Assigned task:
The records that follow are to be transcribed in full, without their images.

Record extracts:
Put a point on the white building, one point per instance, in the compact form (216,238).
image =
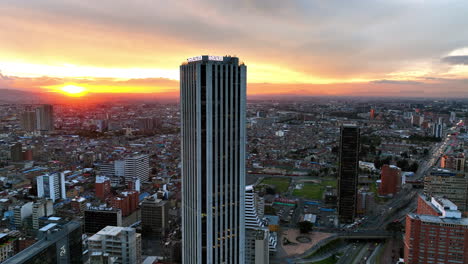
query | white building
(133,167)
(52,186)
(258,240)
(438,130)
(213,103)
(122,243)
(40,209)
(20,212)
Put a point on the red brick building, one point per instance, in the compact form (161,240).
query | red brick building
(390,180)
(439,235)
(102,187)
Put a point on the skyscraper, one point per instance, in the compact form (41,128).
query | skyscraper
(348,173)
(51,186)
(213,101)
(45,118)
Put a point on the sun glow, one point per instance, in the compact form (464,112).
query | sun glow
(73,90)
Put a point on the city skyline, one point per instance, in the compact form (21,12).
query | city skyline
(300,47)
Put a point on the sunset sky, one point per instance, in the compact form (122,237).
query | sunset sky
(307,47)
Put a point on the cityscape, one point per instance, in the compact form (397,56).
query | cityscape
(229,158)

Your response:
Put a point on the white building, one point per instance, in the compact form (216,238).
image =
query | white building
(133,167)
(52,186)
(258,240)
(438,130)
(213,103)
(122,243)
(40,209)
(20,212)
Put a point on the red brick building, one point per instance, in the compact form (161,240).
query | red brick building
(390,180)
(439,235)
(102,187)
Put a point on the skyscraper, one point per instance, in the compact form (41,128).
query | skyscraper
(348,173)
(51,186)
(213,101)
(45,118)
Put a point on the sun glow, one point per instance, in the compact form (464,112).
query | sun glow
(73,90)
Put a point on the city skyline, one point per instance, in the compact form (21,12).
query | city skyline
(300,47)
Put a point on the sunset sky, one point per instance, in the compact form (122,237).
query | sunset sky
(307,47)
Put a point on the cityscape, one point per instance, in the compact form (397,56).
query | cityscape
(229,158)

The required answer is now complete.